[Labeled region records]
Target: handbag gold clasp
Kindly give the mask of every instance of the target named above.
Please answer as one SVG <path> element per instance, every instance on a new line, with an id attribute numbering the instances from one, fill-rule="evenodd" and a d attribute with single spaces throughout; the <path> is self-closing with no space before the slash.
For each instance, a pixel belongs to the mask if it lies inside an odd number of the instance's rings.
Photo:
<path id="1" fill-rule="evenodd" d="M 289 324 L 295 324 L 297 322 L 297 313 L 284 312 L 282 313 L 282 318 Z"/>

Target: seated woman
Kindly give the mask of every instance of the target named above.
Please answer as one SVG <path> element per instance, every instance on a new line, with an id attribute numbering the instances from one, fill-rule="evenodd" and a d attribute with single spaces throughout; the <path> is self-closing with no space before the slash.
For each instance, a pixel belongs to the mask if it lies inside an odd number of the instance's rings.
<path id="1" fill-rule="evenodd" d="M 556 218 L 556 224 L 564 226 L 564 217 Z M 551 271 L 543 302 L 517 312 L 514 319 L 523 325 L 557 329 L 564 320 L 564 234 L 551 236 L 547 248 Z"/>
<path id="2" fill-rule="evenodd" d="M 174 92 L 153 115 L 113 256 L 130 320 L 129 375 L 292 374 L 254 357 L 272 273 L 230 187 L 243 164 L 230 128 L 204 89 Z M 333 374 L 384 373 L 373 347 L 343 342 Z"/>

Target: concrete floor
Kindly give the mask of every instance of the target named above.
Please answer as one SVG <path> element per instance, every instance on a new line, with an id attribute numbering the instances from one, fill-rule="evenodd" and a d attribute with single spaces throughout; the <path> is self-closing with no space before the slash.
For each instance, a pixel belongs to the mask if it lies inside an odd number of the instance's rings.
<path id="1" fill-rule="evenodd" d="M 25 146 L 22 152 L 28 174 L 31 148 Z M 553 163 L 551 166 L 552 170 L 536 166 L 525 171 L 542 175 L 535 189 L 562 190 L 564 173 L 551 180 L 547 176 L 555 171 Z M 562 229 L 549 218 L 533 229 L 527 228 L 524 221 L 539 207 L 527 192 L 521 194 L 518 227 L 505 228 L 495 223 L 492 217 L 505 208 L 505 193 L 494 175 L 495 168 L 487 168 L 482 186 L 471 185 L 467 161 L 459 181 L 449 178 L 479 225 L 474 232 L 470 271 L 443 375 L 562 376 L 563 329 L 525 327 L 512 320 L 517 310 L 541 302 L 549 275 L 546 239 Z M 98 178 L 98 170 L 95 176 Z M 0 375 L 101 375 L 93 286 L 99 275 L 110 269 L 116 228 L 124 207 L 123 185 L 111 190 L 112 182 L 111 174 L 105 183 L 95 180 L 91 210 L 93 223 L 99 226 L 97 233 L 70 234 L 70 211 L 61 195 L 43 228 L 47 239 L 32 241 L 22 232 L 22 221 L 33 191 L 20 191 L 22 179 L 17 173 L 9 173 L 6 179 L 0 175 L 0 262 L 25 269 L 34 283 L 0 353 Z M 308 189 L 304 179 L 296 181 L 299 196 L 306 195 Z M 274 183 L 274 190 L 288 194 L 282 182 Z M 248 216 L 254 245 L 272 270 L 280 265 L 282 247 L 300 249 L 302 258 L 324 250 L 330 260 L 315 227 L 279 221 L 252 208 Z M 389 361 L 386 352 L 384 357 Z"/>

→ Stated exercise
Copy all the items above line by line, reproducing each character and keeping the original order.

→ Solution for this exercise
Target: handbag gold clasp
Kindly give the mask of every instance of the target named above.
Please answer as one SVG <path> element per instance, every instance on a new line, with an id attribute numbering the instances from one, fill-rule="evenodd" and a d attribute with single spaces throughout; the <path> is self-closing with no space before the slash.
For each instance, a pixel belongs to the mask if it lies inside an odd number of the instance's rings.
Photo:
<path id="1" fill-rule="evenodd" d="M 289 324 L 295 324 L 297 322 L 297 313 L 284 312 L 282 313 L 282 318 Z"/>

Target: seated woman
Kindly give the mask of every instance of the target named above.
Please answer as one SVG <path> element per instance, every instance on a new line, with an id attribute numbering the instances from one, fill-rule="evenodd" and a d attribute with single spaces throughout; the <path> is self-closing with no space before the slash.
For each instance, a pixel belongs to the mask if it lies inside an odd number of the instance's rings.
<path id="1" fill-rule="evenodd" d="M 556 218 L 556 224 L 564 226 L 564 217 Z M 551 271 L 543 302 L 517 312 L 514 319 L 523 325 L 557 329 L 564 320 L 564 234 L 551 236 L 547 248 Z"/>
<path id="2" fill-rule="evenodd" d="M 174 92 L 153 115 L 113 256 L 130 320 L 129 375 L 292 374 L 254 357 L 272 273 L 230 187 L 243 164 L 230 128 L 204 89 Z M 333 374 L 384 373 L 373 347 L 343 342 Z"/>

Target: concrete floor
Kindly give the mask of every instance of the target named above.
Please answer as one SVG <path> element per instance, every instance on a new line, with an id attribute numbering the instances from one, fill-rule="evenodd" and a d attribute with single spaces throughout; the <path> is self-closing with no space before the slash.
For each instance, a pixel belongs to the mask if it lies inside an odd number of the instance's rings.
<path id="1" fill-rule="evenodd" d="M 25 146 L 22 152 L 28 174 L 31 148 Z M 553 163 L 551 166 L 552 170 L 536 166 L 525 171 L 542 175 L 535 189 L 562 190 L 564 173 L 551 180 L 547 176 L 555 171 Z M 562 229 L 549 218 L 533 229 L 527 228 L 524 221 L 539 207 L 527 192 L 521 194 L 518 227 L 505 228 L 495 223 L 492 217 L 505 208 L 505 193 L 494 175 L 495 168 L 487 168 L 482 186 L 471 185 L 467 161 L 459 181 L 449 178 L 479 225 L 474 232 L 470 271 L 443 375 L 562 376 L 563 329 L 525 327 L 512 320 L 517 310 L 541 302 L 549 275 L 546 239 Z M 98 178 L 98 170 L 95 176 Z M 0 375 L 101 375 L 93 286 L 99 275 L 110 269 L 116 228 L 124 207 L 123 185 L 111 190 L 112 182 L 111 174 L 105 183 L 95 180 L 91 210 L 93 223 L 99 226 L 97 233 L 70 234 L 70 211 L 61 195 L 43 228 L 47 239 L 32 241 L 22 232 L 22 221 L 33 191 L 20 191 L 22 179 L 17 173 L 9 173 L 6 179 L 0 175 L 0 262 L 25 269 L 34 283 L 0 353 Z M 308 189 L 304 179 L 296 181 L 299 196 L 306 195 Z M 274 183 L 274 190 L 288 194 L 282 182 Z M 248 216 L 254 245 L 272 270 L 280 265 L 282 247 L 300 249 L 302 258 L 324 250 L 330 260 L 315 227 L 279 221 L 252 208 Z M 389 361 L 386 352 L 384 357 Z"/>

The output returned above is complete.